Splitting up a program into 4 threads is slower than a single thread
Asked Answered
L

4

6

I've been writing a raytracer the past week, and have come to a point where it's doing enough that multi-threading would make sense. I have tried using OpenMP to parallelize it, but running it with more threads is actually slower than running it with one.

Reading over other similar questions, especially about OpenMP, one suggestion was that gcc optimizes serial code better. However running the compiled code below with export OMP_NUM_THREADS=1 is twice as fast as with export OMP_NUM_THREADS=4. I.e. It's the same compiled code on both runs.

Running the program with time:

> export OMP_NUM_THREADS=1; time ./raytracer
real    0m34.344s
user    0m34.310s
sys     0m0.008s


> export OMP_NUM_THREADS=4; time ./raytracer
real    0m53.189s
user    0m20.677s
sys     0m0.096s

User time is a lot smaller than real, which is unusual when using multiple cores- user should be larger than real as several cores are running at the same time.

Code that I have parallelized using OpenMP

void Raytracer::render( Camera& cam ) {

    // let the camera know to use this raytracer for probing the scene
    cam.setSamplingFunc(getSamplingFunction());

    int i, j;

    #pragma omp parallel private(i, j)
    {

        // Construct a ray for each pixel.
        #pragma omp for schedule(dynamic, 4)
        for (i = 0; i < cam.height(); ++i) {
            for (j = 0; j < cam.width(); ++j) {
                cam.computePixel(i, j);
            }
        }
    }
}

When reading this question I thought I had found my answer. It talks about the implementation of gclib rand() synchronizing calls to itself to preserve state for random number generation between threads. I am using rand() quite a lot for monte carlo sampling, so i thought that was the problem. I got rid of calls to rand, replacing them with a single value, but using multiple threads is still slower. EDIT: oops turns out I didn't test this correctly, it was the random values!

Now that those are out of the way, I will discuss an overview of what's being done on each call to computePixel, so hopefully a solution can be found.

In my raytracer I essentially have a scene tree, with all objects in it. This tree is traversed a lot during computePixel when objects are tested for intersection, however, no writes are done to this tree or any objects. computePixel essentially reads the scene a bunch of times, calling methods on the objects (all of which are const methods), and at the very end writes a single value to its own pixel array. This is the only part that I am aware of where more than one thread will try to write to to the same member variable. There is no synchronization anywhere since no two threads can write to the same cell in the pixel array.

> [WHAT IS ASKED]
1. In the raytracer thread, translate this sentence into Spanish: "I have tried using OpenMP to parallelize it, but running it with more threads is actually slower than running it with one."
2. The raytracer thread times a run with OMP_NUM_THREADS=4. List each timing figure from that run with its label.

> [SUPPLIED ENTRIES]
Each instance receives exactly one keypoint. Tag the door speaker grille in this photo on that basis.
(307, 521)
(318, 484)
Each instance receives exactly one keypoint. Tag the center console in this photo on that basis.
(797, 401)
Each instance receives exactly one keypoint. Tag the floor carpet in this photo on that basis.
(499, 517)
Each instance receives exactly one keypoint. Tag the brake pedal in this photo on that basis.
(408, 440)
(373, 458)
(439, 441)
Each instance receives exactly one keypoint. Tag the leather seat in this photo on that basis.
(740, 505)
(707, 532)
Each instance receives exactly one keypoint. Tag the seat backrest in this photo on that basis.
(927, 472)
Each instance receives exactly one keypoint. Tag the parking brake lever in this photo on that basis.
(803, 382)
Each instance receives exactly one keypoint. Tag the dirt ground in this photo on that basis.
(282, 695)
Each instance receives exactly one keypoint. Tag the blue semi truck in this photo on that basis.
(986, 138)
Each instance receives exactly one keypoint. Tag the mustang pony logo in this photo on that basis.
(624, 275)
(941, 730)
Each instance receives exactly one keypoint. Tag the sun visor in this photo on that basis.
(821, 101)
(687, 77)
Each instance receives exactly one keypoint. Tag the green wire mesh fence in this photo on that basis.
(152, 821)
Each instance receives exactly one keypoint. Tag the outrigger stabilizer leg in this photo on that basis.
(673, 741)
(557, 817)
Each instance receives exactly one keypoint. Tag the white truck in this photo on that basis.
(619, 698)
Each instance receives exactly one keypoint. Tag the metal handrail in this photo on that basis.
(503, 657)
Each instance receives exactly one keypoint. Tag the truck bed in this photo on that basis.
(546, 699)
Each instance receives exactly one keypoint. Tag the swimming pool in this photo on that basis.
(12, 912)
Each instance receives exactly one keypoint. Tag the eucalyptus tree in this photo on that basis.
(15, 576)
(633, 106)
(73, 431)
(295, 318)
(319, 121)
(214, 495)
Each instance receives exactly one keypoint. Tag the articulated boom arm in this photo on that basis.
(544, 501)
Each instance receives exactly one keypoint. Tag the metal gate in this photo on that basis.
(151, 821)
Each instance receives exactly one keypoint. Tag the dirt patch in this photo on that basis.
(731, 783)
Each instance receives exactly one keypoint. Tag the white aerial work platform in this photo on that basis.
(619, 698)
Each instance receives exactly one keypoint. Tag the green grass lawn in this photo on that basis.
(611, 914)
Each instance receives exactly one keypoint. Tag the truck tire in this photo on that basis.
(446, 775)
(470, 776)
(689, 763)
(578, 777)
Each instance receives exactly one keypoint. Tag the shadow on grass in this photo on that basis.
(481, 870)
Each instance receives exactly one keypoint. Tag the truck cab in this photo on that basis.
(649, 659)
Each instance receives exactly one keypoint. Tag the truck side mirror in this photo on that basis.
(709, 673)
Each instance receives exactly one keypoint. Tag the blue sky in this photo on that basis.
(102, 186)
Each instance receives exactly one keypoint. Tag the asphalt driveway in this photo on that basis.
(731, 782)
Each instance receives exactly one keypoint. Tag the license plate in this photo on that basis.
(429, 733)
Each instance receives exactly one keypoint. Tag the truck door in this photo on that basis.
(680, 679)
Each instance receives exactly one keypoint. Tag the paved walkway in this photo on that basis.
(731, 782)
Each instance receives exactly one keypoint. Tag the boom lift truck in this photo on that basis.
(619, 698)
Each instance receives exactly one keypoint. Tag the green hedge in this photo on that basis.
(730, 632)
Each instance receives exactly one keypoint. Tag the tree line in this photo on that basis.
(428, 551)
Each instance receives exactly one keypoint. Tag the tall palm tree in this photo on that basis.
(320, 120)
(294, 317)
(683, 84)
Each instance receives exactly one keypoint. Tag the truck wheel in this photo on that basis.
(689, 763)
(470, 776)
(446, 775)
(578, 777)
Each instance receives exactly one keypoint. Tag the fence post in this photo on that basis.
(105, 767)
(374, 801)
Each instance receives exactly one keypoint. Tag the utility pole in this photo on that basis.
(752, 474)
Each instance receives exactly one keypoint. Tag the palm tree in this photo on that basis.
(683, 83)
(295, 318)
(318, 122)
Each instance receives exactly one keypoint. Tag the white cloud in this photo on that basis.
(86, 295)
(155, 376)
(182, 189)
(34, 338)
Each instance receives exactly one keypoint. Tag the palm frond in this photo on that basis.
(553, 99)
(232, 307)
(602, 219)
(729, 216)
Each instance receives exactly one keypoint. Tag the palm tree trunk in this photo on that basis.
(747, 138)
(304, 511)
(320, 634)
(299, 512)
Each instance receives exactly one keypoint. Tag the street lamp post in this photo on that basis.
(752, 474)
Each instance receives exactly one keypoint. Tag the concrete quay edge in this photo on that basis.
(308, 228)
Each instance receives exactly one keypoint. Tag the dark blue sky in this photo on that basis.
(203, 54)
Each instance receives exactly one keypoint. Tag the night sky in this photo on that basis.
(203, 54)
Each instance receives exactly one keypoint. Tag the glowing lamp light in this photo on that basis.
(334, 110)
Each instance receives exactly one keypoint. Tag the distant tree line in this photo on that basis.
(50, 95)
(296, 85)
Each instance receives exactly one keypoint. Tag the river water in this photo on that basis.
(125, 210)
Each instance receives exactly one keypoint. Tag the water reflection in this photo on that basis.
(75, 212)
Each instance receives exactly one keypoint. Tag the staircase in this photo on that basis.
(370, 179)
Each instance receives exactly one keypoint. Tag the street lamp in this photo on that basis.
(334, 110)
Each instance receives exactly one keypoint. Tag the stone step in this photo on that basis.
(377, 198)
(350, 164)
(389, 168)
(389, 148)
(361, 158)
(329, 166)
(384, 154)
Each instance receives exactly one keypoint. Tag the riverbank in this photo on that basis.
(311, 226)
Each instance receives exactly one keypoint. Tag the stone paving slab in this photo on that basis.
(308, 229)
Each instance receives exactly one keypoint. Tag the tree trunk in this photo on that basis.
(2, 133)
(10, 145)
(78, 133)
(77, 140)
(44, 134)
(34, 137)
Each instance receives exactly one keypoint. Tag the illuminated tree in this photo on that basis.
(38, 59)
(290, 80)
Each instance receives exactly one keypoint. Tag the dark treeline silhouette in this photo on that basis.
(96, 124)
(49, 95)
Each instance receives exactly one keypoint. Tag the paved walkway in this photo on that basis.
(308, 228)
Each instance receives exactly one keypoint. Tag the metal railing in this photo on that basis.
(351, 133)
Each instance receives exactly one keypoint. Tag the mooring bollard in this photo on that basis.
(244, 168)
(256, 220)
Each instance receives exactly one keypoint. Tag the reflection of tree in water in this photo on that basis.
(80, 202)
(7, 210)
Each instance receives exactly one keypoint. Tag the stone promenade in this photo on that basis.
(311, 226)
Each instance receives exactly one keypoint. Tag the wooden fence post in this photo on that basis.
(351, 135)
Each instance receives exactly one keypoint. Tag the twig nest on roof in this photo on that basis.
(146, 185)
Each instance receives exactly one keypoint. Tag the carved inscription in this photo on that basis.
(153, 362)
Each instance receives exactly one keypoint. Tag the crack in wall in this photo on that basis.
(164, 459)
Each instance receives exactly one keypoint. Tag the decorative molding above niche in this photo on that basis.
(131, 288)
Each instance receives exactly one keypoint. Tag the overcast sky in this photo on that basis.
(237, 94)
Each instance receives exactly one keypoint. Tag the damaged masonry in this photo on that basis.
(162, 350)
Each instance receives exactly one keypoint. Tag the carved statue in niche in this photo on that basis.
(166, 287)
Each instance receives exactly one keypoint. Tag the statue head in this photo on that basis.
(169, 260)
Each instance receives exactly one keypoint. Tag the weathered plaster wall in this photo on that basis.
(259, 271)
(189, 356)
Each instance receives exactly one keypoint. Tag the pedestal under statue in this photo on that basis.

> [SOLUTIONS TO EACH TASK]
1. He intentado usar OpenMP para paralelizarlo, pero ejecutarlo con más hilos es en realidad más lento que ejecutarlo con uno.

2.
- real: 0m53.189s
- user: 0m20.677s
- sys: 0m0.096s